**Task instructions:** Show every line below that contains the word "ground". Case counts.

---- Entries provided

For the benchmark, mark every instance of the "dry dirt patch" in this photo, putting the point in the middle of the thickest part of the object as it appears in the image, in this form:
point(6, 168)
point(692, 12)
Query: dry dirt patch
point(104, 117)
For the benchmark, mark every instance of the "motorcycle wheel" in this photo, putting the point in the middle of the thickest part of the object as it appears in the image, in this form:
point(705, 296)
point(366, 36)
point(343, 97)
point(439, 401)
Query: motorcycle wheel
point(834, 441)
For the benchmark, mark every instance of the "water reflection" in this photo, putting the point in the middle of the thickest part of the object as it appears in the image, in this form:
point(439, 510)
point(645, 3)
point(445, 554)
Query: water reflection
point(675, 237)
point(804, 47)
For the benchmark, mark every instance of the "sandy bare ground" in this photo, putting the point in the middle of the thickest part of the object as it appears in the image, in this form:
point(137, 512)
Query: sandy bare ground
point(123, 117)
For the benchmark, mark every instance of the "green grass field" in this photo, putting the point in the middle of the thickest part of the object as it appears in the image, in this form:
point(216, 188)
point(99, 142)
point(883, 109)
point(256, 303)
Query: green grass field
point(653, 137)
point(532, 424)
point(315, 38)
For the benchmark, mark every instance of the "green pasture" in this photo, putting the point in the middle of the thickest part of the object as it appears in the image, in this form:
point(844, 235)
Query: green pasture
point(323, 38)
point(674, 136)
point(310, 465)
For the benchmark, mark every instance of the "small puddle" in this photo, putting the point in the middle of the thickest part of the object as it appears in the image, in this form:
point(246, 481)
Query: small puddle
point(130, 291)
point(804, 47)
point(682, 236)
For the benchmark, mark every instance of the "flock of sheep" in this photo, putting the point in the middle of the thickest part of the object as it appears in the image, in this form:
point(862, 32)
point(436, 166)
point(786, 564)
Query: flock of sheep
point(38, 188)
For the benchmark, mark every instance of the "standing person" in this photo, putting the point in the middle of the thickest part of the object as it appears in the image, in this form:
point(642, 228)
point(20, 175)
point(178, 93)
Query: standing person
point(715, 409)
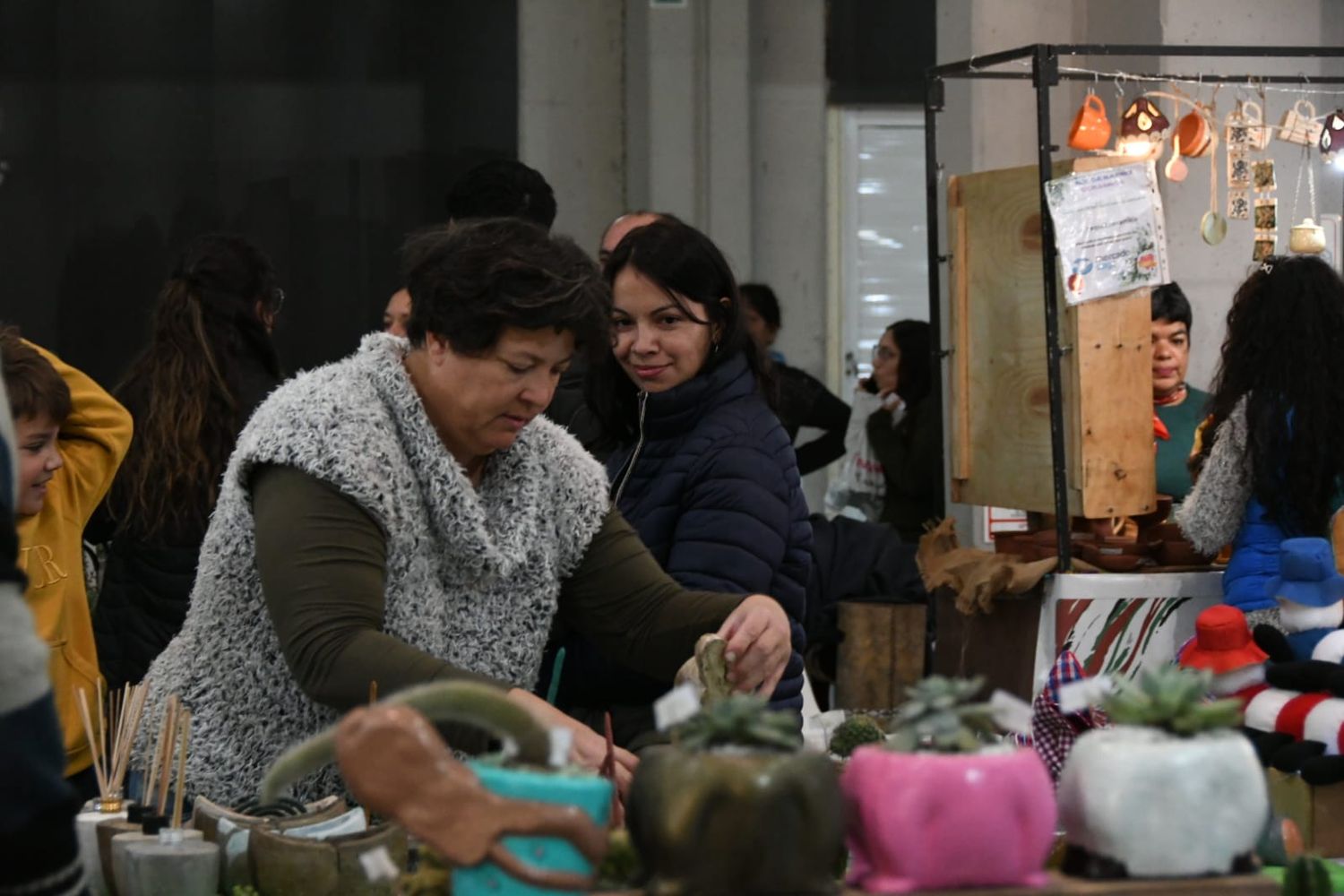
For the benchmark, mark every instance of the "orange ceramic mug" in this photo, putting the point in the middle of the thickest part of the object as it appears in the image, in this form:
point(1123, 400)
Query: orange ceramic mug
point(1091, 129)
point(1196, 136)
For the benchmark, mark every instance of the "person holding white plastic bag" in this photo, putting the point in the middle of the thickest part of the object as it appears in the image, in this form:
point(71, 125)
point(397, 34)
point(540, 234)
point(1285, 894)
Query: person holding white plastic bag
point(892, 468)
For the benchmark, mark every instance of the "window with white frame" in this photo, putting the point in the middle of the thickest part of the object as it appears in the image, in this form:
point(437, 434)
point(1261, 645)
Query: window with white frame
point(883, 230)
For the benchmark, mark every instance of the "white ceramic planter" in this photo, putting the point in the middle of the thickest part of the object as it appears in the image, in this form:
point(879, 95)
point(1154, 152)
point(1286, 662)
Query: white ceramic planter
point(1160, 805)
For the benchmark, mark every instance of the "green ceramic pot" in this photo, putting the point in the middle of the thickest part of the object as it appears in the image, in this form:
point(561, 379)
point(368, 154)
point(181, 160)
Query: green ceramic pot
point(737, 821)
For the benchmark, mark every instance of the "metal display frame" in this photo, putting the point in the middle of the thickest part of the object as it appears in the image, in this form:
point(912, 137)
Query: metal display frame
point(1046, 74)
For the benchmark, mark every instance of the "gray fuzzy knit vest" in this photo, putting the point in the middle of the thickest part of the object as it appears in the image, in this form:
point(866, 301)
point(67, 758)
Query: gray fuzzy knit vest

--------
---- Entries provided

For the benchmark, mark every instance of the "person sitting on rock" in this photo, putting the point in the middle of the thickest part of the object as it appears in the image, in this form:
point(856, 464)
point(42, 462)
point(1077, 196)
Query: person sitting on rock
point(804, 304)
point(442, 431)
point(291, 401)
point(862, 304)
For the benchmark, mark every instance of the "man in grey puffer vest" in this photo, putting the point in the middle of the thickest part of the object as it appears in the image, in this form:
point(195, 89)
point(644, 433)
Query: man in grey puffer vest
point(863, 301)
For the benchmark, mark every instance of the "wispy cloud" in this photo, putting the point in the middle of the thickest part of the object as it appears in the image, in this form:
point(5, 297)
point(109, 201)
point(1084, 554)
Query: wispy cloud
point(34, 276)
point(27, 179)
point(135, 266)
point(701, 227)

--------
---- Entries provided

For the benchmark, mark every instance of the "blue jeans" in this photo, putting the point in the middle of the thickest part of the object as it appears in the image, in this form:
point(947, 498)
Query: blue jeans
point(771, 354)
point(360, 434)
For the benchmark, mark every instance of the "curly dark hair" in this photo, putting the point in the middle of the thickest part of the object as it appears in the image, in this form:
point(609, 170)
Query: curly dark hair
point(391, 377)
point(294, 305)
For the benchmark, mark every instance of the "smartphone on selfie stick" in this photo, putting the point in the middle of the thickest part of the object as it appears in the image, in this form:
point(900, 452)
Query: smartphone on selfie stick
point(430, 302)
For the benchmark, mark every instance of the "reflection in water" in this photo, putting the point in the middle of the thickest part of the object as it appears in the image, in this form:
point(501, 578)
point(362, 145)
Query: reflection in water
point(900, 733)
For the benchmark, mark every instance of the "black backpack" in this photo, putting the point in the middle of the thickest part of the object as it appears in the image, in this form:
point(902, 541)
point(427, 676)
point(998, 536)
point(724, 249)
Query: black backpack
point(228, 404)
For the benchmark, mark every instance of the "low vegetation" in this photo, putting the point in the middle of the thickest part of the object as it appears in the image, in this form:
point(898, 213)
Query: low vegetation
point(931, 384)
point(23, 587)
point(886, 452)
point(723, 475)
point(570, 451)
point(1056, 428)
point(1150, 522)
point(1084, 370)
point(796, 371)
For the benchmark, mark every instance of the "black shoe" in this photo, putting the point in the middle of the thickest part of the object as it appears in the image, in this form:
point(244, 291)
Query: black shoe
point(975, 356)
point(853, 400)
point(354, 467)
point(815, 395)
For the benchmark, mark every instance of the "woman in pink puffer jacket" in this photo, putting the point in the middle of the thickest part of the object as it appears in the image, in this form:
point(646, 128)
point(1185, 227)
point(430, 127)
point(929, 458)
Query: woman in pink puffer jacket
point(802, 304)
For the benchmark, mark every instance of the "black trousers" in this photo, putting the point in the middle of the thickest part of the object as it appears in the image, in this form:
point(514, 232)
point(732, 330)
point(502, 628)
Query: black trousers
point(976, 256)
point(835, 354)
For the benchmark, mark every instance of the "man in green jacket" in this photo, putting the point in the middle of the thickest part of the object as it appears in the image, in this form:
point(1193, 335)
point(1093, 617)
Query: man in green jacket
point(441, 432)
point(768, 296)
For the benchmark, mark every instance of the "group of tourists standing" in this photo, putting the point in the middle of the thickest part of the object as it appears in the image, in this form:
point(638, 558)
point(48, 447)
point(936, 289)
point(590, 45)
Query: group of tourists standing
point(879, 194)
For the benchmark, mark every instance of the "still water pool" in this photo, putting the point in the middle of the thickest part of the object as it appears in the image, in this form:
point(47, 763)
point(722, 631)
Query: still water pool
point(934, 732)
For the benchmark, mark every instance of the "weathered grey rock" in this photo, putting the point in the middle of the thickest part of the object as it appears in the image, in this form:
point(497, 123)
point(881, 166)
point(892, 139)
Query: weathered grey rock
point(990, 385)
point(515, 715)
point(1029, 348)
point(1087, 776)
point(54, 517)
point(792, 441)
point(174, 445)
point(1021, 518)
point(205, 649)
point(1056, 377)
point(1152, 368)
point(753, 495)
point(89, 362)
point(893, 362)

--------

**Task answer:**
For the benchmark, mark every instance of the "sandy bare ground" in this photo, putting the point in the middle of the thickest part of the object as it appears in the image, in this form:
Query: sandy bare ground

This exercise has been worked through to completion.